### ЗАДАНИЯ
A - Выведите без изменений отрывок интервью от «А вот тогда, когда» до «М.О.: Да ну?».
B - Перепишите в виде краткого списка абзац интервью, начинающийся словами «В принципе, у меня не было», сохранив основные факты.
C - Кто, согласно интервью, написал донос в МВД и ФСБ?

### ФРАГМЕНТ ДОКУМЕНТА

-------

М.О.: Скажи, а у тебя была задача стать фигурой в политическом поле? Или как ты для себя свой успех в политике формулировал?

И.П.: Я не формулировал задачу как «стать фигурой», я формулировал задачу иметь возможность влиять на идущие в стране процессы, менять общество.

М.О.: И все-таки, в 2006 году и в плане себя, ты чего хотел? Ты хотел новую партию, или…

И.П.: В принципе, у меня не было и нет краткосрочных задач «в плане себя». Партия, выборы, должности и статус – это все инструменты. Я хотел получить возможность влиять на траекторию страны. Вот через год моя жизнь круто изменилась, я стал депутатом, и что, я получил возможность реально влиять на что-то? Только косвенно да. Я получил небольшую возможность влиять, когда начал воздействовать с помощью статуса депутата на повестку Медведева, влез в эти модернизационные дела со Сколково, и получил влияние в этом маленьком сегменте. Это немного, зато построенные технопарки и созданные компании можно пощупать руками и сказать себе: «я – молодец».

А вот тогда, когда закончился контрсаммит, в который я вложил остатки денег, которые у меня были, и после этого их вообще не было, мне пришлось зарабатывать тем, что ездить на машине и «бомбить»...

М.О.: Да ну?

И.П.: Да, был такой период.

М.О.: А про эту ситуацию не писали нигде?

И.П.: А кто об этом будет писать? Я не люблю трындеть о неудачах, вызывая к себе жалость, это не по-мужски. Я в прессу бегу либо с анализом и предложениями, либо с успехами. А если самому не стонать и не нагнетать истерику, то журналистам не интересно. Если интересно, то только в конспирологическом смысле. По следам тех событий через год Сергей Железняк написал на меня донос в МВД и ФСБ, что я иностранный шпион и финансировал агента французской разведки, жену депутата Олега Шеина Карин Клеман. А вроде как его идейный противник Олег Кашин, наоборот, намекает в своих статьях, что я кремлевская мурзилка, и специально нейтрализовал российское антиглобалистское движение, заманив его в ловушку на стадион им. Кирова. Я сам далек от конспирологии, но иногда создается впечатление, что подобные наезды координируются из одного центра.

-------

Блок данных:
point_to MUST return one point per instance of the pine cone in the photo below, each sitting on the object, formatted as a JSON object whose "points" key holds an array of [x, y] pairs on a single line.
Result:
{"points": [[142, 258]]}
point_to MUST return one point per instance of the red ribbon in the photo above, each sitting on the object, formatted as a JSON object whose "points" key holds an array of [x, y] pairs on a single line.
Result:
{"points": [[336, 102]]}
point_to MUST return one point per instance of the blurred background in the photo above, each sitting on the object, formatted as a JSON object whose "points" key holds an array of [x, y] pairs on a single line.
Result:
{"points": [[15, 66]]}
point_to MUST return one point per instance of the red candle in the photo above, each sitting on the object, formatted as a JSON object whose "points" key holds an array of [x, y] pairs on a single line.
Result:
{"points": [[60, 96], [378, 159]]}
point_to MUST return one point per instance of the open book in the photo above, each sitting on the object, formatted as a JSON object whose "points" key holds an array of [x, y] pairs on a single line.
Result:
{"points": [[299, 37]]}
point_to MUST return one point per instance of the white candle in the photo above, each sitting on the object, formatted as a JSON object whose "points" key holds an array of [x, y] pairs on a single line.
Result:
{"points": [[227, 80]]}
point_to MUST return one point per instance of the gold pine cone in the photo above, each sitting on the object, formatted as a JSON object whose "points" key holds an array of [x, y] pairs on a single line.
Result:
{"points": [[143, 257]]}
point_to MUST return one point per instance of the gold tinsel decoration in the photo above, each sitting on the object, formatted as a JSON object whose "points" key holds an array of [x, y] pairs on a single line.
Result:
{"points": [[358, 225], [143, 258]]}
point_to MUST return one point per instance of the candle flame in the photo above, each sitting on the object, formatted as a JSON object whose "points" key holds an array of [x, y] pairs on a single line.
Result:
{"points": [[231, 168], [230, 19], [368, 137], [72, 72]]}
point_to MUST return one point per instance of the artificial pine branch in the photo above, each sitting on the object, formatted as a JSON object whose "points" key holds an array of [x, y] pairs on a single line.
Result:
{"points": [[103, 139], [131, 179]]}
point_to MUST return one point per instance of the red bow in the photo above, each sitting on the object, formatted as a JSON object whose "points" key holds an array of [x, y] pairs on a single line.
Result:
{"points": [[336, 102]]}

-------

### ОТВЕТЫ
A -
А вот тогда, когда закончился контрсаммит, в который я вложил остатки денег, которые у меня были, и после этого их вообще не было, мне пришлось зарабатывать тем, что ездить на машине и «бомбить»...

М.О.: Да ну?

B -
- Краткосрочных задач «в плане себя» не было и нет; партия, выборы, должности и статус — только инструменты.
- Цель — получить возможность влиять на траекторию страны.
- Через год жизнь круто изменилась: он стал депутатом, но реальное влияние получил лишь косвенно.
- Небольшое влияние появилось, когда он начал с помощью статуса депутата воздействовать на повестку Медведева и включился в модернизационные дела со Сколково.
- Это немного, но построенные технопарки и созданные компании можно «пощупать руками».

C - Сергей Железняк.